May, Peter – « L’île du serment » (2014)

May, Peter – « L’île du serment » (2014)

Résumé : De mémoire d’homme, aucun meurtre n’a jamais eu lieu sur l’île d’Entrée, située dans l’archipel de La Madeleine, à l’est du Canada, et peuplée par une poignée de familles d’origine écossaise pour la plupart. Jusqu’à cette nuit de tourmente où James Cowell est poignardé à mort. Sa femme prétend qu’un assaillant s’en est pris à elle avant de tuer son mari, mais tous suspectent cette épouse d’un couple vacillant. Tous, sauf Sime Mackenzie. Seul anglophone parmi les enquêteurs envoyés sur place, il éprouve un choc en découvrant Kirsty Cowell. Le sentiment irréfutable de la connaître depuis toujours. Isolé dans une équipe où œuvre comme spécialiste des scènes de crime son ex-femme Marie-Ange, meurtri par l’échec de son mariage, rompu par l’insomnie, Sime sombre dans un état second où la réalité se mêle à des rêves étranges, faisant ressurgir l’histoire de son aïeul, expulsé de l’île de Lewis dans les années 1850, au moment de la Famine de la pomme de terre. Avec la certitude folle que le destin de Kirsty comme le sien se sont noués là, quelque cent cinquante ans plus tôt, dans un amour interdit qui n’a cessé de brûler ni de hanter. Le face-à-face entre le détective et la suspecte sur une falaise escarpée de l’île d’Entrée se superpose à l’image sépia d’une adolescente embrassée à l’ombre des pierres levées puis perdue sur un quai de Glasgow, dans le tumulte d’un navire qui déporte des milliers de misérables vers le Nouveau Monde.

----

Consigne :: Recopiez mot pour mot l'intégralité de la page ci-dessus consacrée à « L'île du serment ».

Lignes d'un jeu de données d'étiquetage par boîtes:

----

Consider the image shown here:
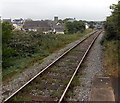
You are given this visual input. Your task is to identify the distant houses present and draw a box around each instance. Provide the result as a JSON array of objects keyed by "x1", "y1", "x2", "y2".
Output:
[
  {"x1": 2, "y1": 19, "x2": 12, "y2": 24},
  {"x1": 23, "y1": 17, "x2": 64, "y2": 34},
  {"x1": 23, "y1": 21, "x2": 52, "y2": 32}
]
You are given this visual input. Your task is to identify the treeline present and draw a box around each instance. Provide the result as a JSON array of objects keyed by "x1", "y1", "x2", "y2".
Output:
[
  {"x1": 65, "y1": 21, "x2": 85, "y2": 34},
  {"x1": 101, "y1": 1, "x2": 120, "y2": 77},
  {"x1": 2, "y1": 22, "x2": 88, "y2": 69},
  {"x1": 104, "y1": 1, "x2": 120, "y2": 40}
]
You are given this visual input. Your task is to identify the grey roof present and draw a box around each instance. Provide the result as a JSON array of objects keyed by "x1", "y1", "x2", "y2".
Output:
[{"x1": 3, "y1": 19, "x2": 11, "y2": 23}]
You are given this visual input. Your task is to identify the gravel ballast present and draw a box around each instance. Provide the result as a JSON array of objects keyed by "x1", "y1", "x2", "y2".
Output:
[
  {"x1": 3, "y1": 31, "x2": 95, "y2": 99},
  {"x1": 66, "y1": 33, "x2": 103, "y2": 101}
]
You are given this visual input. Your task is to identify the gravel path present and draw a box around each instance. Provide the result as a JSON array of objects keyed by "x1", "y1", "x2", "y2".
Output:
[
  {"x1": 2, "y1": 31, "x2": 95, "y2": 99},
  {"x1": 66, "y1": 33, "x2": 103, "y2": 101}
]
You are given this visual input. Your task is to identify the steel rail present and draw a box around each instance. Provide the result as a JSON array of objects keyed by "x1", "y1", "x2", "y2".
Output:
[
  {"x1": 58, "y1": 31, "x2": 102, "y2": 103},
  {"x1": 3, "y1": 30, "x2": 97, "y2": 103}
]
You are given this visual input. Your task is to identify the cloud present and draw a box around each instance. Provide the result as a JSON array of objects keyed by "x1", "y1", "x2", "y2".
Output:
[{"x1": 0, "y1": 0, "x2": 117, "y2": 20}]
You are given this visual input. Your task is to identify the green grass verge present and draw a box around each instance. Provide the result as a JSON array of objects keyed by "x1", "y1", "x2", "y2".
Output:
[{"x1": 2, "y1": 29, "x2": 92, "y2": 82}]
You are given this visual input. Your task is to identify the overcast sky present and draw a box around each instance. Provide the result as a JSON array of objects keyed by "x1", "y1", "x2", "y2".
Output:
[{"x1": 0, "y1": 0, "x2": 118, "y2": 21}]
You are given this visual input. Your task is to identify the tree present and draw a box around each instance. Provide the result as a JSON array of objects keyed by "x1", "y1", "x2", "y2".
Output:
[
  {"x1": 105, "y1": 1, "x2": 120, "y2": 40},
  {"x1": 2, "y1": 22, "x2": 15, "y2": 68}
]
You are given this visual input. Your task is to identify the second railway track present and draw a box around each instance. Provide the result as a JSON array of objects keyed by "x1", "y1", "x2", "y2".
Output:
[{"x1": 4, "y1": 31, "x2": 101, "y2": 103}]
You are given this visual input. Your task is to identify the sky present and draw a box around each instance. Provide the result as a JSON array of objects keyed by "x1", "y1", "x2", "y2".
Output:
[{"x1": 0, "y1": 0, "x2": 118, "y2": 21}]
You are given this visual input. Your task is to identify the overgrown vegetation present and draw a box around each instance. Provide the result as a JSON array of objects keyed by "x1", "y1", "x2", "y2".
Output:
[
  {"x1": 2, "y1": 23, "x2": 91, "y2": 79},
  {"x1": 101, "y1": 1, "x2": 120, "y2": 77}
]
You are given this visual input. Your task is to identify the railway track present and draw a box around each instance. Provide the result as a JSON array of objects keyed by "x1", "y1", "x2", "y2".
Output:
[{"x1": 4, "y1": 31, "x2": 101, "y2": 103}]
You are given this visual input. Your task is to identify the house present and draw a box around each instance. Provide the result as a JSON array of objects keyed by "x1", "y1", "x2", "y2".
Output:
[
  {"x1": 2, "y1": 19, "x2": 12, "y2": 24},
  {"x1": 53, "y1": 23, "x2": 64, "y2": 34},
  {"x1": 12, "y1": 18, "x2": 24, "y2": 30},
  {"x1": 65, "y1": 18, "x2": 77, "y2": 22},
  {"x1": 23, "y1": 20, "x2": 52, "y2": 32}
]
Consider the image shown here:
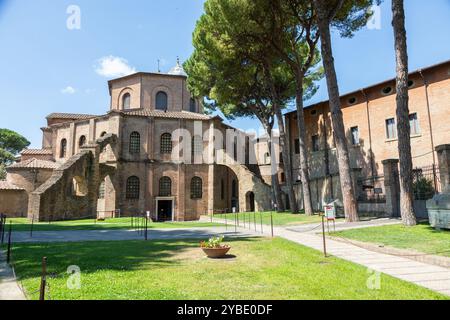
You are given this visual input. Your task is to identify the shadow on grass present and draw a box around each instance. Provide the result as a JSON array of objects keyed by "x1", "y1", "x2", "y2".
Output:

----

Corrigé ::
May, Peter – « L’île du serment » (2014)

May, Peter – « L’île du serment » (2014)

Résumé : De mémoire d’homme, aucun meurtre n’a jamais eu lieu sur l’île d’Entrée, située dans l’archipel de La Madeleine, à l’est du Canada, et peuplée par une poignée de familles d’origine écossaise pour la plupart. Jusqu’à cette nuit de tourmente où James Cowell est poignardé à mort. Sa femme prétend qu’un assaillant s’en est pris à elle avant de tuer son mari, mais tous suspectent cette épouse d’un couple vacillant. Tous, sauf Sime Mackenzie. Seul anglophone parmi les enquêteurs envoyés sur place, il éprouve un choc en découvrant Kirsty Cowell. Le sentiment irréfutable de la connaître depuis toujours. Isolé dans une équipe où œuvre comme spécialiste des scènes de crime son ex-femme Marie-Ange, meurtri par l’échec de son mariage, rompu par l’insomnie, Sime sombre dans un état second où la réalité se mêle à des rêves étranges, faisant ressurgir l’histoire de son aïeul, expulsé de l’île de Lewis dans les années 1850, au moment de la Famine de la pomme de terre. Avec la certitude folle que le destin de Kirsty comme le sien se sont noués là, quelque cent cinquante ans plus tôt, dans un amour interdit qui n’a cessé de brûler ni de hanter. Le face-à-face entre le détective et la suspecte sur une falaise escarpée de l’île d’Entrée se superpose à l’image sépia d’une adolescente embrassée à l’ombre des pierres levées puis perdue sur un quai de Glasgow, dans le tumulte d’un navire qui déporte des milliers de misérables vers le Nouveau Monde.